> [JOB]
Copy out each line exactly; pictures stay out of the copy.

══════════════════════════════

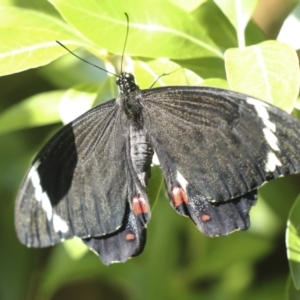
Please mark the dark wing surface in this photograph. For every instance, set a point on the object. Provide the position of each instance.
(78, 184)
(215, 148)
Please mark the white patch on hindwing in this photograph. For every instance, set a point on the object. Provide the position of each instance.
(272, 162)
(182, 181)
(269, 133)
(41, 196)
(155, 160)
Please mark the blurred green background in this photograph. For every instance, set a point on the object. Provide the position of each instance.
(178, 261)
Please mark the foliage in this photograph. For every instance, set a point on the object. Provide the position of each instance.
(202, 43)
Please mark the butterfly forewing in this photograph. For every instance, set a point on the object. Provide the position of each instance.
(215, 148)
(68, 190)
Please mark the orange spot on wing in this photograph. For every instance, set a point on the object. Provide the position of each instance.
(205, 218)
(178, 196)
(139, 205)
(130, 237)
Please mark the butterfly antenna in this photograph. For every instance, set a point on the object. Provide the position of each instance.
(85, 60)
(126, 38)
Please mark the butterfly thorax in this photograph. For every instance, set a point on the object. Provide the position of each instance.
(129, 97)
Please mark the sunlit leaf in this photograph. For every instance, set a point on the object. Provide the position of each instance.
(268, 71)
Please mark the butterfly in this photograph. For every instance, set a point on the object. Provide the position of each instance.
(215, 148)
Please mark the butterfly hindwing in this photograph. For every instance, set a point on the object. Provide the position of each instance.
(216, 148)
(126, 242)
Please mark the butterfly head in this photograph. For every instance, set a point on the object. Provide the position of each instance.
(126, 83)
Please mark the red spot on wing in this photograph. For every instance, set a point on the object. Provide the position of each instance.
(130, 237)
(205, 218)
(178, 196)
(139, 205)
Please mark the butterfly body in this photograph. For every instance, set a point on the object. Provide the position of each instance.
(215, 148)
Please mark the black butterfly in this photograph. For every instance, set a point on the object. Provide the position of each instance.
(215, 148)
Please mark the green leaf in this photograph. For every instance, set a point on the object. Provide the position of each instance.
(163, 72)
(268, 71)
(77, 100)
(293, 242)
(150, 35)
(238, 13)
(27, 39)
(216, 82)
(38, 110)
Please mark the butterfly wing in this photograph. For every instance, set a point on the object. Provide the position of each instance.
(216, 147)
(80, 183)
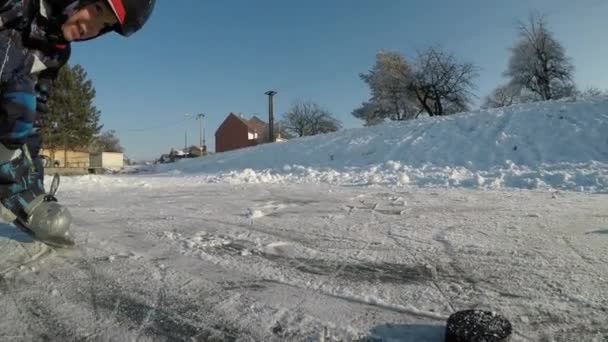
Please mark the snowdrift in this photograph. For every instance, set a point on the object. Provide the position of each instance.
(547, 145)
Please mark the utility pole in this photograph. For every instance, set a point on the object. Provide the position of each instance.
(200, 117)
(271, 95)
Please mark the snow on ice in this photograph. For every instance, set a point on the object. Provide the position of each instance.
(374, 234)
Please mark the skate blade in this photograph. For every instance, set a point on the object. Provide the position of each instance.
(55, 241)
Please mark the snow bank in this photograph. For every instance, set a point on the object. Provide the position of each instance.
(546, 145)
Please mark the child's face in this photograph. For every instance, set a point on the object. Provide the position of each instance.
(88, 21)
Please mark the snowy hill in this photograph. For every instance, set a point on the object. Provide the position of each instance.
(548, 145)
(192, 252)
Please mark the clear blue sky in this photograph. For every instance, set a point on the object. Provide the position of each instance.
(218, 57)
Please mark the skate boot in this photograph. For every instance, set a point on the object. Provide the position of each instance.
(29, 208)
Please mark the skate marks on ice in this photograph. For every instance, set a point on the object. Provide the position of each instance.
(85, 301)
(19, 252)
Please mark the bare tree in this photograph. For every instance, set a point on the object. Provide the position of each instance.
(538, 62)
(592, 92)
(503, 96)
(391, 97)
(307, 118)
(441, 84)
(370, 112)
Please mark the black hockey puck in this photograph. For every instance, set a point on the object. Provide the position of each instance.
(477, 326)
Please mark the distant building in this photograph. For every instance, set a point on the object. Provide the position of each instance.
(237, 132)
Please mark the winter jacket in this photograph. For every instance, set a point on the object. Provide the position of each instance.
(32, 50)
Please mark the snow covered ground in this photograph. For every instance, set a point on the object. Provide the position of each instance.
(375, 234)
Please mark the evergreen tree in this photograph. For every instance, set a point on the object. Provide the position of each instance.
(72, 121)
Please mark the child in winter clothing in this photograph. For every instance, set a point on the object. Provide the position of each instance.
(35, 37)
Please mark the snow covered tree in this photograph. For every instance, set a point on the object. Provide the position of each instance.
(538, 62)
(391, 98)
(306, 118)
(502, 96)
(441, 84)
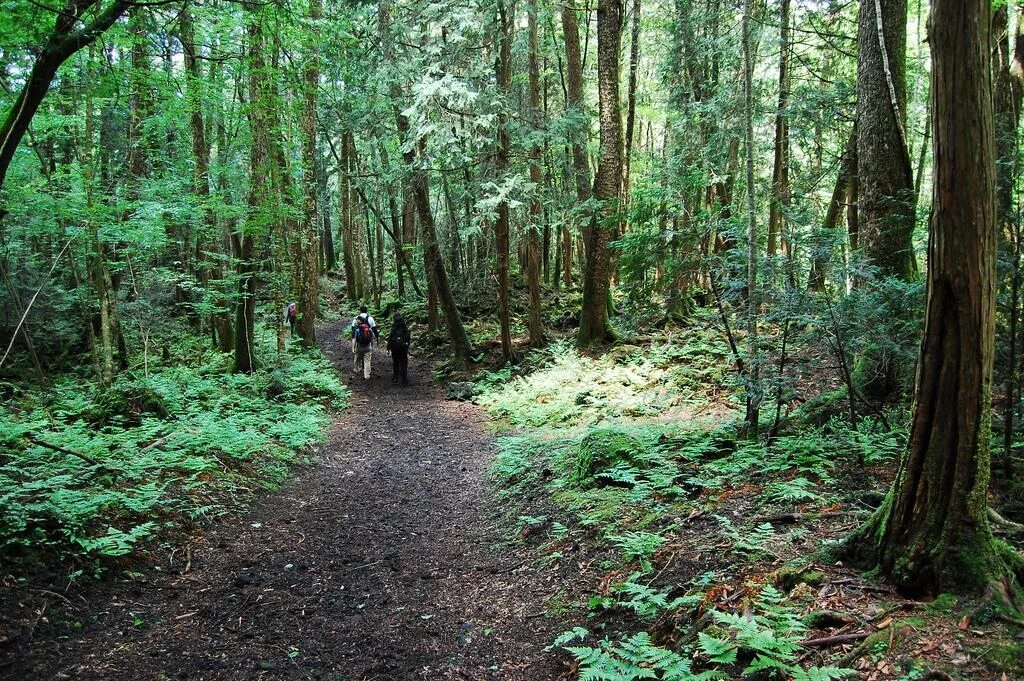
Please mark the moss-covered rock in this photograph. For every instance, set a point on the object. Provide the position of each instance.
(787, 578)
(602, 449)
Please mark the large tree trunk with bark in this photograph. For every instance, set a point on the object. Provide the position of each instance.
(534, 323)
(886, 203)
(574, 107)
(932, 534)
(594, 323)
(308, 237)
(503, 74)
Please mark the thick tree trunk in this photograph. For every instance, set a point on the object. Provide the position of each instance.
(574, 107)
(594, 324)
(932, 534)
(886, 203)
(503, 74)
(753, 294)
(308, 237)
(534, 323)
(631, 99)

══════════════════════════════

> [SOLVED PROBLEM]
Please mark the dark wing surface in this photograph. For every instance, set a point on the object. Provide the position of each instance.
(78, 184)
(215, 148)
Please mark the white patch on hindwing in this photograph. For every instance, set a point on the object. Provide the position of each instance.
(272, 162)
(182, 181)
(269, 133)
(41, 196)
(155, 160)
Please mark the blurred green background in this photograph. For every instance, set a point on the object. Provide the position of each instance.
(178, 261)
Please mark the foliage in this photograph. For every instance, set a point on the object. Provide the position of each instance.
(202, 43)
Please mark the butterfly forewing in this photograph. For every instance, set a point on the object. Provide the position of each instance.
(215, 148)
(68, 190)
Please mark the orange spot on wing in this photograph. For every instance, set a point on the object. Provide the position of each instance.
(205, 218)
(178, 196)
(139, 205)
(130, 237)
Please mark the butterfly antenna in this photograph. For every instance, set a point on the object. Provide the position of each instance.
(85, 60)
(126, 38)
Please mark the butterfly thorax in this photograph. For every instance, set a point on the object. Provide the position of each instance.
(129, 97)
Please mark the sunlit leaf in this photograph. For every instance, set a point on the object. Provide the position of each instance.
(268, 71)
Please mark the butterfly in this photograph. For every instance, set a point on the object. Provide the position of each instance.
(215, 148)
Please mark the butterfly hindwing in this photograph. For every instance, set a point on the object. Provide the position of each instance.
(216, 148)
(126, 242)
Please mark the butterfly head in this photograph. For every instance, set a point on the object. Provide the position of each instance.
(126, 83)
Please mark the red spot on wing in this photograph. For every instance, set a point on the object. Provide the position of each instance.
(130, 237)
(205, 218)
(178, 196)
(139, 205)
Please mark the butterfly body in this photograph. For every instance, set a point on the object. Provide the position of each instance.
(215, 148)
Please mark the black butterfly in this photograph. For every instance, set a point on the object. Provide the position of each instance.
(215, 148)
Please mark the green leaf in this photograph. For every instance, set a point on the object. Provide the position of each instance.
(163, 72)
(268, 71)
(77, 100)
(293, 242)
(150, 35)
(238, 13)
(27, 39)
(216, 82)
(38, 110)
Please mark the butterfly wing in this photograph. For every instance, set a point on the object. Provide the position of each instance.
(216, 147)
(80, 183)
Please mark the snowdrift in this photograph. For every instance, set a point on the object. Provide the position of each instance.
(547, 145)
Please mark the utility pole in this photograph. For every instance, set a point on the object. Provide the position of each instance.
(200, 117)
(271, 95)
Please mark the snow on ice in this photograph. For every instance, set a point on the object. Provide the position of each instance.
(374, 234)
Please mark the skate blade in this photograph. For every instance, set a point on the object. Provide the position of each instance.
(55, 241)
Please mark the snow bank in this photograph. For every instance, set a point on the object. Provide the position of each instance.
(546, 145)
Please mark the child's face in this photograph. For every instance, set a point on the object. Provide the position of each instance.
(88, 21)
Please mark the snowy hill in this photograph. For every instance, set a point on the object. Provide the position of each instance.
(548, 145)
(192, 252)
Please mark the clear blue sky in this photograph. For every instance, set a point on the object. Provide the position of each instance.
(218, 57)
Please mark the skate boot in this photograph. For every instance, set a point on the object. Provide the position of each instance.
(29, 208)
Please mark the skate marks on ice in this photograph. For every instance, set a point on the object. Provide the position of each instance.
(85, 301)
(19, 252)
Please mark the bare tree in this photograph. For every instance, set a point on the object. Provide the position of each instance.
(538, 62)
(592, 92)
(503, 96)
(391, 97)
(307, 118)
(441, 84)
(370, 112)
Please mark the black hockey puck in this photograph. For every instance, set a point on the object. Provide the position of each instance.
(477, 326)
Please mark the distant building in this photograph. For every instance, set a point on the object. Provide the position of each instance.
(237, 132)
Please mark the winter jacket in this photograph. For every instance, set a point on the object. Provide the position of each instance.
(32, 50)
Please mark the snow covered ground in this photograph. For every instance, set a point on the object. Provide the position of each instance.
(375, 234)
Please mark the evergreen tree in this photograph. For every instance, set a point on the object. Provide the position of each instance.
(72, 121)
Please mark the child in winter clothing in this photograph. For every instance, set a point on the object. Provide the position of each instance.
(35, 37)
Please mark the snow covered tree in this photograph. For every instance, set a point on the object. Provide the position of each instance.
(538, 62)
(391, 98)
(306, 118)
(502, 96)
(441, 84)
Please mark the moss-covered rock in this photograph. For every instance, set a point on the object. Provide the position of each instance.
(787, 578)
(602, 449)
Please mark the large tree trunk with bark in this photograph. For every instance, set a point on the object. Provide the position of each instance.
(534, 323)
(886, 203)
(574, 107)
(932, 534)
(594, 323)
(308, 237)
(503, 74)
Please mark the thick tree trunk in this photograph. For every instance, set a point on the object. Provide the position of each instance.
(574, 107)
(594, 324)
(932, 534)
(886, 203)
(503, 74)
(753, 294)
(308, 237)
(534, 323)
(631, 99)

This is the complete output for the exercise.